EXERCISE TASK:
Return every line of the items that contains the word "polygons".

EXCERPTED DATA:
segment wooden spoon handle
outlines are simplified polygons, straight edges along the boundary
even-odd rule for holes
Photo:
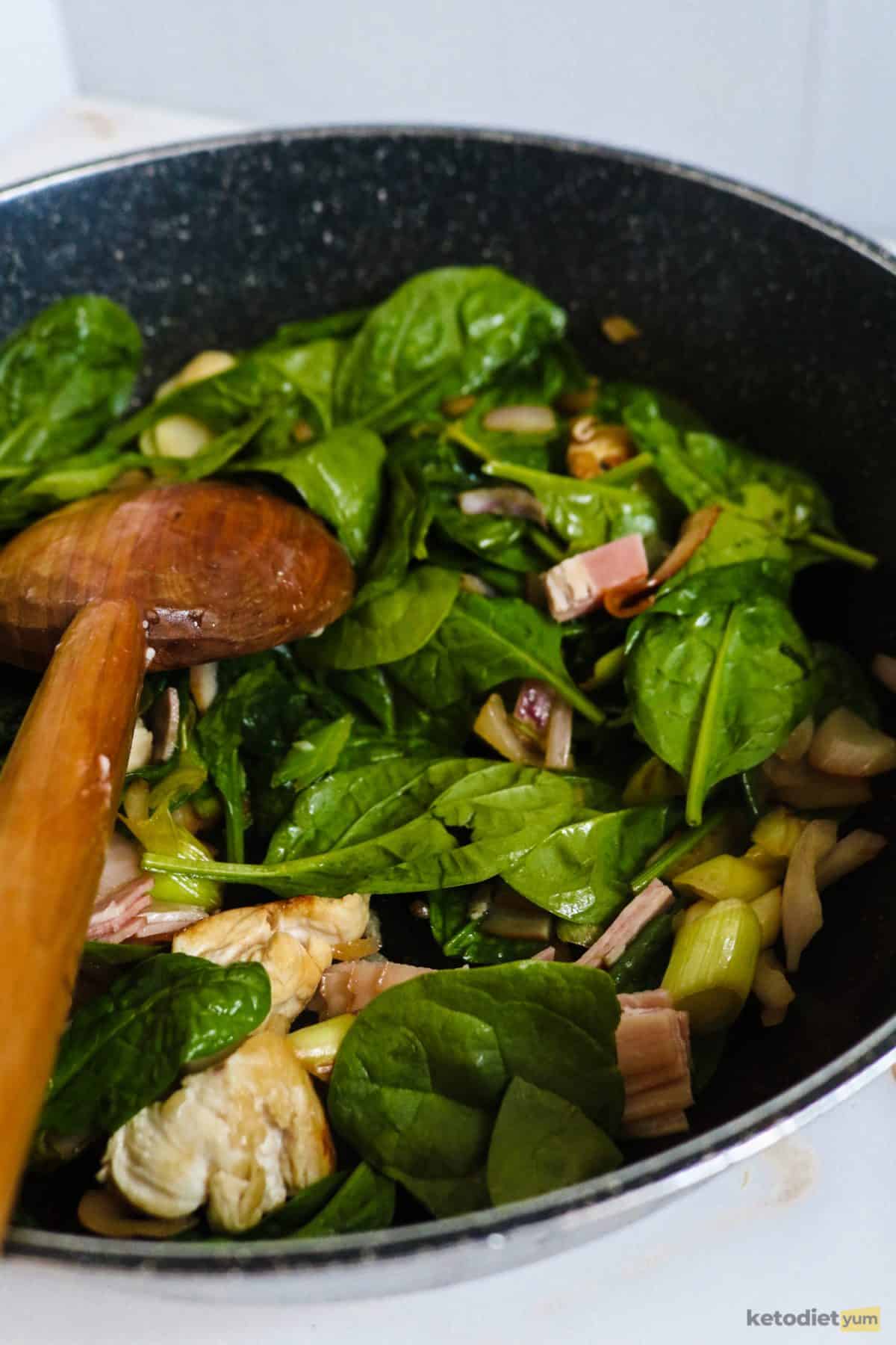
[[[89,603],[0,775],[0,1239],[71,1002],[145,650],[133,601]]]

SOLUTION TO THIS TASK:
outlines are simplified polygons, straight edges along the boundary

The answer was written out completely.